(Text shown):
◆ ◆ ◆ ◆

This is an archived article that was published on sltrib.com in 2007, and information in the article may be outdated. It is provided only for personal research purposes and may not be reprinted.

When Mormon prophet Brigham Young looked over the Salt Lake Valley 160 years ago, he said, "It is enough. This is the right place. Drive on."

And the rest is history - and quarter-acre lots.

Brigham's first sentence is the one I'm gnawing on this Pioneer Day. Utahns have faithfully followed his advice and made the desert "blossom as the rose" - or Kentucky bluegrass, as the case may be - over and over. And we've multiplied and replenished again and again.

Six generations later, the state is thriving. Provo and Orem are on the list of places to live. St. George is growing like an anthill. Unemployment is down; tax surpluses are up. Utahns' homes and families are bigger than anywhere else in the nation.

At the same time, trout are going belly-up in Parleys Creek, an artesian well some of those Mormon pioneers tapped in Salt Lake City has become contaminated by a plume of perchlorate, and summertime skies are frequently as gray as February inversions.

None of this is cause and effect, no absolute proof of bad stewardship of the place. But there's some question whether this place can sustain our way of life. There are still miles of dry grassland as far as the eye can see, acreage to cover with McMansions and turf and kids. We can build suburbs in Mona and Delle, douse our lawns with declining snowmelt and drive two hours to work in our Tahoes and Suburbans. But should we?

◆ ◆ ◆ ◆

(Record set):
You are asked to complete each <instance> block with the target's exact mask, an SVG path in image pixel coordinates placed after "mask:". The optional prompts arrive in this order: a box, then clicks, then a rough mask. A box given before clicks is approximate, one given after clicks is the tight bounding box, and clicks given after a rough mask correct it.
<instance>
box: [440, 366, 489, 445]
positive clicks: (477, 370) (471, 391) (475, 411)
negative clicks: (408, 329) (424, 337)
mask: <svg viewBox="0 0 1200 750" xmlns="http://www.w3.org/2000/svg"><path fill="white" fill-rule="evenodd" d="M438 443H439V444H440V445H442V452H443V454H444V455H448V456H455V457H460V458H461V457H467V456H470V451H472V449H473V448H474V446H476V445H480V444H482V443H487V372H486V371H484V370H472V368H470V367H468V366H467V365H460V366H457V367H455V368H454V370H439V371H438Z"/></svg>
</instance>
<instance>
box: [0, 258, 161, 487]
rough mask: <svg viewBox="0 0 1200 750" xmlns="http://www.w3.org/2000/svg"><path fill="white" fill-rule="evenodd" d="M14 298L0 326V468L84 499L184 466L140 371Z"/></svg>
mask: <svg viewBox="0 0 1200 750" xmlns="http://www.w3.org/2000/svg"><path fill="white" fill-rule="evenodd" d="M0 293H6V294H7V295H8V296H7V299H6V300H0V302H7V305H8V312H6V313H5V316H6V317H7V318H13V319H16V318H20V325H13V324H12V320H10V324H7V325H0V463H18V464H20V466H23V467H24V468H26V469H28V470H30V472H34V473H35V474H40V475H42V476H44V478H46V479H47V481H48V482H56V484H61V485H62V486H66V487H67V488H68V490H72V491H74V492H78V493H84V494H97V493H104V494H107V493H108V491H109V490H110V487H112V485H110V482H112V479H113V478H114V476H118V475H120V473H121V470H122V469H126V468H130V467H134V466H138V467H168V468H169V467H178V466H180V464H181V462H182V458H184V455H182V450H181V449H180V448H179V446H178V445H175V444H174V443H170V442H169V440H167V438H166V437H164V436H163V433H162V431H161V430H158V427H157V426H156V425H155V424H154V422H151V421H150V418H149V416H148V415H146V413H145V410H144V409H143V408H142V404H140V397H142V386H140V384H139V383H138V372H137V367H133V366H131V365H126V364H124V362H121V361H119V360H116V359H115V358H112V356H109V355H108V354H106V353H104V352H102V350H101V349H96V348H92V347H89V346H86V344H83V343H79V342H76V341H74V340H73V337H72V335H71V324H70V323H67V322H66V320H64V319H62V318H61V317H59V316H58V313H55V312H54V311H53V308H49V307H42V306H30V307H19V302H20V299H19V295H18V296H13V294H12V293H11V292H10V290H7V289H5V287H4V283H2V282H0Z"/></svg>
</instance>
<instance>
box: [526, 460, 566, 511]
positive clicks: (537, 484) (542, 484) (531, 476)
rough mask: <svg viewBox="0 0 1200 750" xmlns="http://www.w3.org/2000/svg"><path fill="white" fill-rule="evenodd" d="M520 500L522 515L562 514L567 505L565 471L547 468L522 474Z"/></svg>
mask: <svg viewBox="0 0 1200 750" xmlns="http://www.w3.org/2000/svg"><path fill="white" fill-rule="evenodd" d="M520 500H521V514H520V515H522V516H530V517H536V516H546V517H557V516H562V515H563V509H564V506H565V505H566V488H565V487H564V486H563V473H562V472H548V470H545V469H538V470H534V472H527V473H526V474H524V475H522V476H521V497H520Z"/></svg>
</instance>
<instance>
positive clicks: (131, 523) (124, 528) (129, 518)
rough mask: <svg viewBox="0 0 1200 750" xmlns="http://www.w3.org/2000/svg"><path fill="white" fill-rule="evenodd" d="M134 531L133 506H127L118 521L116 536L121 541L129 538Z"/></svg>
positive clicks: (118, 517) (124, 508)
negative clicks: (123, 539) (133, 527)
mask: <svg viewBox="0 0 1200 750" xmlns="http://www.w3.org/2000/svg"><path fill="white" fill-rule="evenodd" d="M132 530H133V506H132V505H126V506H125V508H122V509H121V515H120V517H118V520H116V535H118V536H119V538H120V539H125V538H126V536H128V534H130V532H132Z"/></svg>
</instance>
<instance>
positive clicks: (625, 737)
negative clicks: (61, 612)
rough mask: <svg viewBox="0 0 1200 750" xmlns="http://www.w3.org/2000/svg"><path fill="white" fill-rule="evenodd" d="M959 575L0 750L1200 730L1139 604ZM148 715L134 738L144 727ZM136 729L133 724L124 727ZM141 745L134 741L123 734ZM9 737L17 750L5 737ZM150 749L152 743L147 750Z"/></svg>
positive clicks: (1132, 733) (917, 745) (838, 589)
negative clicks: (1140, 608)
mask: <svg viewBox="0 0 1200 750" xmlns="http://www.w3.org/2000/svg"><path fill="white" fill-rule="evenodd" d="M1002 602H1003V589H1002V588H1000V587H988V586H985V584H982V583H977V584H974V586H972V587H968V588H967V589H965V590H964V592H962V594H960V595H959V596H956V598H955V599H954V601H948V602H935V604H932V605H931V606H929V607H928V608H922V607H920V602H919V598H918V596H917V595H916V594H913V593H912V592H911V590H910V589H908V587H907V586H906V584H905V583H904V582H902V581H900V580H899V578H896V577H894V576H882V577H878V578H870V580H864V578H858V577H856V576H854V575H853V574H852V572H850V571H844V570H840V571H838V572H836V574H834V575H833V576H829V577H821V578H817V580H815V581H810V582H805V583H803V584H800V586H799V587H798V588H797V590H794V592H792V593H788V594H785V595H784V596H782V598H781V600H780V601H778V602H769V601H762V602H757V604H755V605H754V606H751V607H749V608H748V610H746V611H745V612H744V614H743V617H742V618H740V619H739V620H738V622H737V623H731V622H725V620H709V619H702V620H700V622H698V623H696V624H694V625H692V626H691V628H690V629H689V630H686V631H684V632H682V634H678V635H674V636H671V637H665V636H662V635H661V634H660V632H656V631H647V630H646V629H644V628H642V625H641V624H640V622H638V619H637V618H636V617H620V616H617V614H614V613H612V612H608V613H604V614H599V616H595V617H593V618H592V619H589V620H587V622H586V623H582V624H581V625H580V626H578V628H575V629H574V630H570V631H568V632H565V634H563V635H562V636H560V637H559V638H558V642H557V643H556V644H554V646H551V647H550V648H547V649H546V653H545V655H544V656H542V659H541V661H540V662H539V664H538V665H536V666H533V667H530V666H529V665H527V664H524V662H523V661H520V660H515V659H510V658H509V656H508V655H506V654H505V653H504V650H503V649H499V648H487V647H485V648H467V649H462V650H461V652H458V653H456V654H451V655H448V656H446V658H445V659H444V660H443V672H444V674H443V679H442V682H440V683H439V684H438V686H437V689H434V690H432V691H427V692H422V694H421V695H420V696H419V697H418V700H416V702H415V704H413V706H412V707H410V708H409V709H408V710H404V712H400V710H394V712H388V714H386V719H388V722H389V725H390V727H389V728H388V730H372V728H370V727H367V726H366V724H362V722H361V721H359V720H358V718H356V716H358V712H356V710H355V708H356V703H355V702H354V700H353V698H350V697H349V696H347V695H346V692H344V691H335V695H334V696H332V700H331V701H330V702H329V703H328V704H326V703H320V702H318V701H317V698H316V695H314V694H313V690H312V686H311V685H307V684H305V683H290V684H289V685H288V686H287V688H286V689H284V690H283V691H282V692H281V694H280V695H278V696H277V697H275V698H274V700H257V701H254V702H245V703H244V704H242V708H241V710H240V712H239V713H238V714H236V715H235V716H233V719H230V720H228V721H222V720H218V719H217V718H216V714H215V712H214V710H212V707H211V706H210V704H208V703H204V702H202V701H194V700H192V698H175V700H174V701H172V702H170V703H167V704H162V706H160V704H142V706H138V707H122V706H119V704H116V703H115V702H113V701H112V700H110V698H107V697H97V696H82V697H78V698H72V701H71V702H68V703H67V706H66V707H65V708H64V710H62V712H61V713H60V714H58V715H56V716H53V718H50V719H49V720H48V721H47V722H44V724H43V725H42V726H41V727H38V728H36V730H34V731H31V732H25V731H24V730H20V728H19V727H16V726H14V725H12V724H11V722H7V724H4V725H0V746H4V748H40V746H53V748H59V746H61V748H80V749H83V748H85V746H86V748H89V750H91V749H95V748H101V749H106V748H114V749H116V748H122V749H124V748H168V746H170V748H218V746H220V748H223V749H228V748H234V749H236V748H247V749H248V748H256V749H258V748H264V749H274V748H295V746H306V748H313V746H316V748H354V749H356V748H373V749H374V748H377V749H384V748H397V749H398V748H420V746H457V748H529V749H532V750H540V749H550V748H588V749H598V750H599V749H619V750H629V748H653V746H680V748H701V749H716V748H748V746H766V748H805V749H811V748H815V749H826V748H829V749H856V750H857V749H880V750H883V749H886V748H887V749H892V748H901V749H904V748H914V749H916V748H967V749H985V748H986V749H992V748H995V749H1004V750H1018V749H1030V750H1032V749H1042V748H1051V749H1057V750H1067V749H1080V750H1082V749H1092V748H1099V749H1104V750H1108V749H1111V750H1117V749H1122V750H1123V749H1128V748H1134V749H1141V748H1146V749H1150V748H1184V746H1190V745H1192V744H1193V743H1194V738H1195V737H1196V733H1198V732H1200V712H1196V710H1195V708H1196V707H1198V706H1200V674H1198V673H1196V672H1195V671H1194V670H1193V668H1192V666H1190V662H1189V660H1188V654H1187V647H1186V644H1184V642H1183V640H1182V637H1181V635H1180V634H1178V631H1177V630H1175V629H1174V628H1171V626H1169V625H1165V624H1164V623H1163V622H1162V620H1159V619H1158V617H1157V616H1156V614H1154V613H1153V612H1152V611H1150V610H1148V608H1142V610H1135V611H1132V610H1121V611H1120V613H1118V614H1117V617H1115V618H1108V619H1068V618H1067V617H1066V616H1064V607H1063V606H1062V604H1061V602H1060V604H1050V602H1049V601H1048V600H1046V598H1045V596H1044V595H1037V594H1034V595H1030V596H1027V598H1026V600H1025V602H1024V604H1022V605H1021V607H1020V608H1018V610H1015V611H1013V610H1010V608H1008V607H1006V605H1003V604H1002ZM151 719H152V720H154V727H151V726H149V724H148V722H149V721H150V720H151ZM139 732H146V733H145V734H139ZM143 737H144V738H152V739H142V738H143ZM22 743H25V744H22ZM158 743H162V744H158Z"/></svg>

◆ ◆ ◆ ◆

(Work request A): In the Pioneer Day column, what has contaminated the artesian well that some Mormon pioneers tapped in Salt Lake City?
(Work request B): Continue the Pioneer Day column from the point where it stops.

(Exercise result A): A plume of perchlorate.

(Exercise result B):
A recent study of Utah's ecological footprint concluded we can't - not indefinitely at least. Using an international measure of sustainability, researchers from the Utah Population and Environment Coalition found that Utahns consume more natural resources than the state generates - a gap of 11 percent. Put another way, 17 years ago, we were living within our means. Now, we're not.

In the second-most arid state in the country - a place that could never produce the food and raw materials Utahns consume - it's sort of a "d'oh" revelation. A statewide ecological footprint is an artificial formula to calculate supply-and-demand based largely on land use.

There is a more practical measure of personal "footprints" at myfootprint.org. My global footprint is 5.7, compared to 7.7 for most Americans. I eat meat virtually every day. Most of my food is packaged or comes from somewhere else. I drive a Honda Accord to work and to pick up my son at day care. I rarely ride the bus. I fly less than 10 hours a year. My house is 2,400 square feet. And I recycle.

Those crunching the numbers just want us to think about it.

"We'd like to think we're living as though the future matters," says Sandra McIntyre, the project's director. "The Earth has finite resources. We know we have to come into a balance where the overall use of our citizens does not exceed our fair share. What are we going to be leaving to the next generation?"

All those kids are both the cause and the victims of our lifestyles. Talking about family size is verboten in Utah. But it's the obvious elephant in the room. I'm one of six children. I doubt if my siblings and I will reproduce so prolifically as my parents. But with Utah's birthrate hovering at 2.6 children per woman, the highest in the nation, the results are obvious. Multiplying is not the same thing as replenishing.

Salt Lake City is not Las Vegas, Phoenix or Los Angeles, cities whose cancerous growth and water demands have reduced the Colorado River to a trickle at the Gulf of California. Not yet, anyway.

On this day, when we honor the vision of a husband of 27 and father of 57, we have to think about it.

Is it enough? Can we stop multiplying now?